- _Exercise objective_: Find the lines below that contain the string "tight". Copy each one.

- _Extracted entries_:
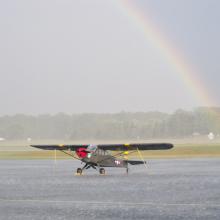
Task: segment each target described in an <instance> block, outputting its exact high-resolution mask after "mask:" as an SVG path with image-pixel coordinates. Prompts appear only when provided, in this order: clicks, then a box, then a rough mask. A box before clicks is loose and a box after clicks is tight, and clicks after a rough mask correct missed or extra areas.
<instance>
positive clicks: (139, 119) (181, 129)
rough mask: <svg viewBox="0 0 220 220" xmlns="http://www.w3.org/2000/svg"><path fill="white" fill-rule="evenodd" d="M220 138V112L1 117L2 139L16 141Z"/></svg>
mask: <svg viewBox="0 0 220 220" xmlns="http://www.w3.org/2000/svg"><path fill="white" fill-rule="evenodd" d="M209 132H213V133H214V134H216V135H217V134H220V108H207V107H200V108H196V109H194V110H193V111H186V110H181V109H179V110H177V111H175V112H174V113H171V114H168V113H163V112H156V111H155V112H136V113H131V112H120V113H115V114H95V113H87V114H85V113H84V114H72V115H69V114H65V113H58V114H56V115H50V114H44V115H38V116H32V115H24V114H17V115H13V116H2V117H0V137H1V138H5V139H8V140H17V139H27V138H31V139H63V140H77V139H80V140H81V139H102V140H104V139H116V140H117V139H149V138H152V139H153V138H183V137H190V136H192V135H207V134H208V133H209Z"/></svg>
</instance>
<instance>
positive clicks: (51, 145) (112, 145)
mask: <svg viewBox="0 0 220 220" xmlns="http://www.w3.org/2000/svg"><path fill="white" fill-rule="evenodd" d="M31 146H32V147H35V148H39V149H43V150H59V151H61V152H63V153H65V154H67V155H69V156H72V157H73V158H75V159H78V160H80V161H82V162H83V163H85V165H84V166H83V167H82V168H77V171H76V174H77V175H81V174H82V173H83V170H84V169H89V168H94V169H96V170H97V168H99V173H100V174H105V169H104V167H121V168H126V172H127V173H128V164H130V165H138V164H146V161H144V160H143V157H142V156H141V153H140V151H145V150H167V149H171V148H173V145H172V144H169V143H138V144H99V145H93V144H90V145H31ZM71 151H74V152H75V153H74V154H72V153H71ZM109 151H118V152H119V153H118V152H117V153H116V154H115V155H111V154H110V153H109ZM134 152H138V154H139V156H140V157H141V159H142V160H128V159H126V157H127V156H128V155H129V154H131V153H134Z"/></svg>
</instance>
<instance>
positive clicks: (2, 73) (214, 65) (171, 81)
mask: <svg viewBox="0 0 220 220" xmlns="http://www.w3.org/2000/svg"><path fill="white" fill-rule="evenodd" d="M119 1H120V0H115V1H113V0H112V1H110V0H109V1H107V0H106V1H104V0H59V1H55V0H9V1H5V0H0V82H1V83H0V103H1V105H0V115H5V114H15V113H27V114H42V113H53V114H54V113H57V112H66V113H81V112H119V111H151V110H158V111H168V112H170V111H174V110H176V109H177V108H184V109H191V108H194V107H197V106H199V105H204V103H201V102H200V101H198V99H197V98H196V97H194V96H193V94H192V93H191V92H190V91H189V88H188V87H187V86H186V84H184V83H183V82H182V79H181V78H180V77H179V74H178V73H177V72H176V71H177V70H175V68H172V65H170V64H169V63H168V62H167V60H166V58H165V57H164V56H163V55H162V54H161V52H160V50H159V49H158V48H157V47H156V46H155V45H153V44H152V43H151V42H150V41H148V40H147V39H146V37H145V36H144V34H143V32H142V31H141V28H140V27H138V25H137V24H136V22H135V21H134V20H133V18H132V16H128V15H126V13H124V10H123V8H122V6H121V5H123V4H120V3H119ZM133 2H134V4H135V7H137V8H138V9H139V10H141V11H142V12H143V14H145V15H146V17H148V18H150V19H151V21H152V23H154V25H155V26H156V27H157V29H159V30H160V33H161V34H163V35H164V36H165V37H166V38H167V39H169V41H170V42H172V45H175V47H176V48H177V49H178V51H180V52H181V54H182V56H183V57H185V58H186V60H187V63H190V64H191V65H192V66H194V68H195V69H196V73H195V74H197V77H198V78H200V79H201V80H202V81H203V82H204V84H205V85H206V89H207V91H208V92H209V93H210V94H211V96H212V98H213V99H214V100H216V103H215V104H218V105H220V95H219V94H220V86H219V82H220V61H219V57H220V56H219V53H220V52H219V51H220V43H219V39H220V13H219V11H220V1H219V0H178V1H177V0H166V1H164V0H142V1H141V0H140V1H139V0H135V1H133Z"/></svg>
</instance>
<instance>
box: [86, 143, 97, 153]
mask: <svg viewBox="0 0 220 220" xmlns="http://www.w3.org/2000/svg"><path fill="white" fill-rule="evenodd" d="M96 149H97V145H94V144H90V145H89V146H88V147H87V149H86V150H87V151H89V152H95V151H96Z"/></svg>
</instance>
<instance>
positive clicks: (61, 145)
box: [31, 144, 89, 151]
mask: <svg viewBox="0 0 220 220" xmlns="http://www.w3.org/2000/svg"><path fill="white" fill-rule="evenodd" d="M88 146H89V145H83V144H78V145H66V144H59V145H31V147H35V148H39V149H42V150H71V151H76V150H77V149H78V148H87V147H88Z"/></svg>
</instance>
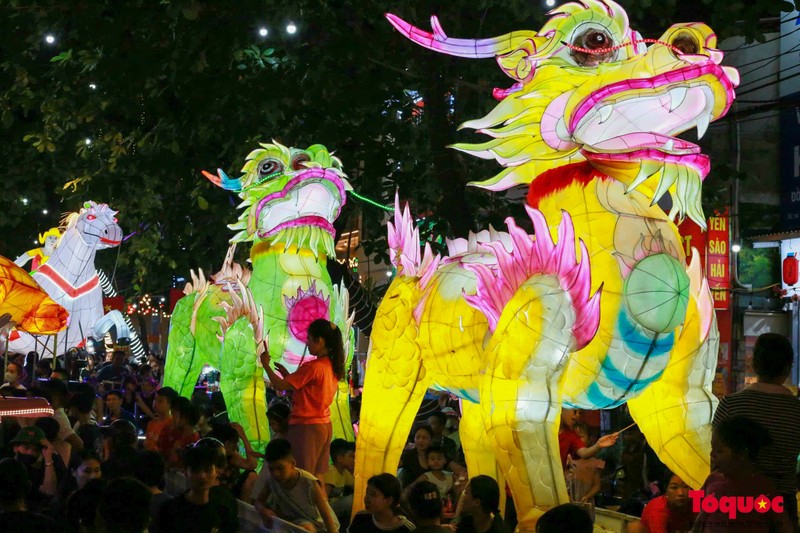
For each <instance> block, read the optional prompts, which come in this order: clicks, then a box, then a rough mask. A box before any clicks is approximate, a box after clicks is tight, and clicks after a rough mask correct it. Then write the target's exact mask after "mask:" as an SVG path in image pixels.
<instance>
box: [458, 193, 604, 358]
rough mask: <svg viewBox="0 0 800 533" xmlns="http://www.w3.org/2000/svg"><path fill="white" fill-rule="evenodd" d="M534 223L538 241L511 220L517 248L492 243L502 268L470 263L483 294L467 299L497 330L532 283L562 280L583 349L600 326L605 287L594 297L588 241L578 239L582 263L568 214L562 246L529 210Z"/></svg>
mask: <svg viewBox="0 0 800 533" xmlns="http://www.w3.org/2000/svg"><path fill="white" fill-rule="evenodd" d="M525 210H526V211H527V212H528V216H529V217H530V219H531V222H533V228H534V232H535V235H536V237H535V238H534V237H532V236H530V235H528V234H527V233H526V232H525V230H523V229H521V228H520V227H518V226H517V224H516V222H514V219H512V218H510V217H509V218H507V219H506V226H507V227H508V233H509V235H510V236H511V239H512V241H513V249H512V251H511V252H509V251H507V250H506V248H505V246H504V245H503V243H502V242H489V243H486V246H487V247H489V248H490V249H491V250H492V252H493V253H494V255H495V257H496V258H497V268H496V269H493V268H490V267H488V266H486V265H482V264H477V263H476V264H465V265H464V268H466V269H468V270H470V271H472V272H474V273H475V276H476V277H477V291H476V293H475V294H474V295H464V298H465V299H466V301H467V303H469V304H470V305H471V306H472V307H474V308H476V309H478V310H479V311H481V312H482V313H483V314H484V315H486V318H487V320H488V321H489V329H490V331H494V330H495V328H496V327H497V323H498V321H499V320H500V315H501V314H502V312H503V310H504V309H505V306H506V305H507V304H508V302H509V301H510V300H511V298H512V297H513V296H514V294H515V293H516V291H517V289H519V288H520V287H521V286H522V285H523V284H524V283H525V282H526V281H527V280H528V279H530V278H531V277H533V276H536V275H554V276H557V277H558V279H559V281H560V283H561V287H562V288H563V289H564V291H566V292H567V293H569V295H570V298H571V300H572V305H573V306H574V309H575V314H576V317H575V323H574V324H573V326H572V334H573V336H574V337H575V343H576V345H577V349H581V348H583V347H584V346H586V345H587V344H588V343H589V342H590V341H591V340H592V339H593V338H594V336H595V334H596V333H597V329H598V327H599V325H600V294H601V292H602V286H601V287H600V288H599V289H598V290H597V291H596V292H595V293H594V295H592V296H591V297H590V296H589V293H590V291H591V285H592V274H591V268H590V264H589V251H588V250H587V249H586V245H585V244H584V242H583V241H582V240H578V243H579V245H580V251H581V260H580V261H578V260H577V259H576V256H575V241H576V237H575V228H574V226H573V224H572V218H571V217H570V215H569V213H567V212H566V211H562V212H561V216H562V220H561V224H560V225H559V227H558V244H555V243H554V242H553V240H552V238H551V237H550V231H549V228H548V226H547V220H546V219H545V218H544V215H542V213H541V212H540V211H538V210H536V209H532V208H530V207H528V206H525Z"/></svg>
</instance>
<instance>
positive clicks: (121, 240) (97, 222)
mask: <svg viewBox="0 0 800 533" xmlns="http://www.w3.org/2000/svg"><path fill="white" fill-rule="evenodd" d="M116 214H117V211H114V210H113V209H111V208H110V207H108V205H106V204H96V203H94V202H92V201H89V202H86V203H85V204H83V207H82V208H81V210H80V211H79V212H77V213H73V215H71V216H70V217H69V219H68V223H67V229H71V228H74V229H75V230H76V231H77V232H78V233H79V234H80V235H81V238H82V239H83V242H85V243H86V244H87V245H88V246H89V247H92V248H94V249H96V250H102V249H104V248H114V247H115V246H119V244H120V243H121V242H122V228H120V227H119V226H118V225H117V218H116V216H115V215H116Z"/></svg>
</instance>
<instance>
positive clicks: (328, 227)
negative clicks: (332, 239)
mask: <svg viewBox="0 0 800 533" xmlns="http://www.w3.org/2000/svg"><path fill="white" fill-rule="evenodd" d="M337 216H338V215H337ZM298 226H315V227H317V228H321V229H324V230H325V231H327V232H328V233H330V235H331V237H333V236H334V234H335V230H334V229H333V224H331V223H330V222H328V219H326V218H325V217H320V216H316V215H309V216H307V217H300V218H295V219H292V220H287V221H286V222H282V223H280V224H278V225H277V226H275V227H274V228H272V229H271V230H269V231H263V232H262V231H259V232H258V236H259V237H260V238H262V239H263V238H265V237H270V236H271V235H274V234H276V233H277V232H279V231H280V230H282V229H286V228H296V227H298Z"/></svg>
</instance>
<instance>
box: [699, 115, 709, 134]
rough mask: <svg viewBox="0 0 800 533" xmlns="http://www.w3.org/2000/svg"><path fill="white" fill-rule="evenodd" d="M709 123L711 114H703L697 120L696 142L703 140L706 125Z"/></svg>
mask: <svg viewBox="0 0 800 533" xmlns="http://www.w3.org/2000/svg"><path fill="white" fill-rule="evenodd" d="M710 122H711V113H703V114H702V115H700V117H699V118H698V119H697V140H700V139H702V138H703V135H705V134H706V131H707V130H708V124H709V123H710Z"/></svg>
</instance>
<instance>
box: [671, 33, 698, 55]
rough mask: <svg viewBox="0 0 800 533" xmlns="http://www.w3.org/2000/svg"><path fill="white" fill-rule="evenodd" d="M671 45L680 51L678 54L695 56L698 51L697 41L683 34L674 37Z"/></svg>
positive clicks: (692, 37) (671, 43) (694, 39)
mask: <svg viewBox="0 0 800 533" xmlns="http://www.w3.org/2000/svg"><path fill="white" fill-rule="evenodd" d="M671 44H672V46H674V47H675V48H677V49H678V50H679V51H680V52H679V53H680V54H696V53H697V52H698V51H699V50H700V46H699V45H698V44H697V41H696V40H695V39H694V38H693V37H691V36H689V35H685V34H682V35H678V36H677V37H675V38H674V39H673V40H672V43H671Z"/></svg>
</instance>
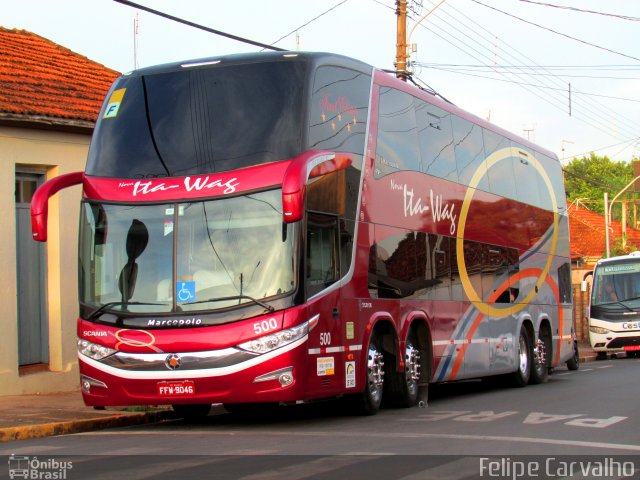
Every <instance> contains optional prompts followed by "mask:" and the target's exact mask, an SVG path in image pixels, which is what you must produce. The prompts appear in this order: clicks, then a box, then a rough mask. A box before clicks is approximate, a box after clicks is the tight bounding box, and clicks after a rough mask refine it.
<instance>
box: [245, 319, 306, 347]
mask: <svg viewBox="0 0 640 480" xmlns="http://www.w3.org/2000/svg"><path fill="white" fill-rule="evenodd" d="M314 326H315V324H314ZM308 333H309V322H304V323H302V324H300V325H296V326H295V327H291V328H288V329H286V330H282V331H280V332H274V333H270V334H268V335H264V336H262V337H258V338H254V339H253V340H249V341H248V342H244V343H241V344H240V345H238V348H240V349H242V350H246V351H248V352H253V353H267V352H270V351H272V350H275V349H276V348H280V347H284V346H285V345H289V344H290V343H293V342H295V341H296V340H300V339H301V338H302V337H304V336H305V335H307V334H308Z"/></svg>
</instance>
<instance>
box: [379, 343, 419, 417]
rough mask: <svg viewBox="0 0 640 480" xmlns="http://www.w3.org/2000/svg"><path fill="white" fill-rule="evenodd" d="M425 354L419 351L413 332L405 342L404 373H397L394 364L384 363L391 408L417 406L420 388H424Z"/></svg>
mask: <svg viewBox="0 0 640 480" xmlns="http://www.w3.org/2000/svg"><path fill="white" fill-rule="evenodd" d="M425 357H426V352H424V351H422V350H420V347H419V343H418V341H417V338H416V335H415V333H414V332H413V331H411V332H410V333H409V336H408V337H407V341H406V342H405V351H404V365H405V367H404V372H398V371H397V369H396V362H395V361H389V362H387V363H385V378H386V381H387V388H388V396H389V400H390V403H391V404H392V405H393V406H396V407H401V408H410V407H414V406H415V405H417V404H418V399H419V397H420V395H423V394H424V393H423V391H422V390H421V388H424V385H422V384H424V383H425V382H424V381H423V379H424V375H425V372H424V364H425Z"/></svg>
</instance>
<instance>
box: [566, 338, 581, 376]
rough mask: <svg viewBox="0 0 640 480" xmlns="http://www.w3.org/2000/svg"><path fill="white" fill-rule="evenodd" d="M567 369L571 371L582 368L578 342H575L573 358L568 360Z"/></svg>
mask: <svg viewBox="0 0 640 480" xmlns="http://www.w3.org/2000/svg"><path fill="white" fill-rule="evenodd" d="M567 368H568V369H569V370H578V369H579V368H580V352H578V342H573V357H571V358H570V359H569V360H567Z"/></svg>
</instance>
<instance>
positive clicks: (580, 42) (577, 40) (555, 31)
mask: <svg viewBox="0 0 640 480" xmlns="http://www.w3.org/2000/svg"><path fill="white" fill-rule="evenodd" d="M471 1H472V2H474V3H477V4H478V5H482V6H483V7H486V8H490V9H491V10H495V11H496V12H500V13H502V14H503V15H507V16H508V17H511V18H515V19H516V20H519V21H521V22H524V23H528V24H529V25H533V26H534V27H538V28H541V29H543V30H546V31H548V32H551V33H555V34H556V35H560V36H562V37H565V38H568V39H570V40H574V41H576V42H580V43H583V44H585V45H589V46H591V47H594V48H599V49H600V50H604V51H607V52H609V53H613V54H614V55H620V56H622V57H626V58H630V59H632V60H637V61H639V62H640V58H638V57H634V56H632V55H627V54H626V53H621V52H616V51H615V50H611V49H610V48H606V47H601V46H600V45H596V44H595V43H590V42H587V41H586V40H581V39H579V38H576V37H572V36H571V35H567V34H566V33H562V32H558V31H557V30H553V29H551V28H548V27H543V26H542V25H539V24H537V23H535V22H531V21H529V20H525V19H524V18H521V17H518V16H516V15H513V14H511V13H507V12H505V11H503V10H500V9H498V8H495V7H491V6H489V5H486V4H484V3H482V2H480V1H479V0H471Z"/></svg>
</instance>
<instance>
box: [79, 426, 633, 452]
mask: <svg viewBox="0 0 640 480" xmlns="http://www.w3.org/2000/svg"><path fill="white" fill-rule="evenodd" d="M74 435H85V436H109V435H116V436H117V435H122V432H120V431H102V432H87V433H77V434H74ZM127 435H149V436H158V435H166V436H175V437H178V436H193V435H197V436H202V435H205V436H210V437H214V436H215V437H229V436H235V437H239V436H247V437H255V436H273V437H289V438H291V437H300V438H306V437H321V438H354V439H359V440H361V439H362V438H363V437H367V438H380V439H387V440H388V439H393V438H397V439H433V440H467V441H468V440H473V441H481V442H511V443H526V444H539V445H561V446H572V447H584V448H594V449H609V450H624V451H629V452H640V445H632V444H627V443H609V442H589V441H585V440H562V439H558V438H535V437H510V436H507V435H462V434H447V433H410V432H407V433H392V432H384V433H379V432H337V431H331V432H322V431H318V432H314V431H311V432H295V431H291V430H288V431H274V430H243V431H241V432H240V431H237V430H234V431H225V432H212V431H210V430H206V429H202V430H190V431H187V432H175V431H155V430H153V431H151V430H147V431H144V432H141V431H133V430H127ZM387 444H388V442H387ZM105 453H106V452H105ZM218 453H219V454H222V453H223V452H218ZM316 453H318V452H316Z"/></svg>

- _Solution for this task_:
Task: segment each target described in an <instance> block, outputting its exact high-resolution mask after "mask:" as an SVG path with image-pixel coordinates. Prompts appear only when provided, in this order: clicks, then a box, then a rough mask. A box before clicks is loose and a box after clicks is tight, and clicks after a rough mask correct missed or extra areas.
For each <instance> block, read the optional prompts, which come in this order: clicks, then a box, then a rough mask. A box before any clicks is approximate, a box after clicks is tight, and clicks after a rough mask correct it. Then write the target's exact mask after "mask:" as an SVG path in image pixels.
Every <instance> contains optional prompts followed by "mask:" and the target's exact mask, an SVG path in image pixels, which is what you must produce. The prompts appear in this order: clicks, then a box, then a rough mask. A box before clicks is approximate, a box after clicks is the tight bounding box, and clicks after a rough mask refine it.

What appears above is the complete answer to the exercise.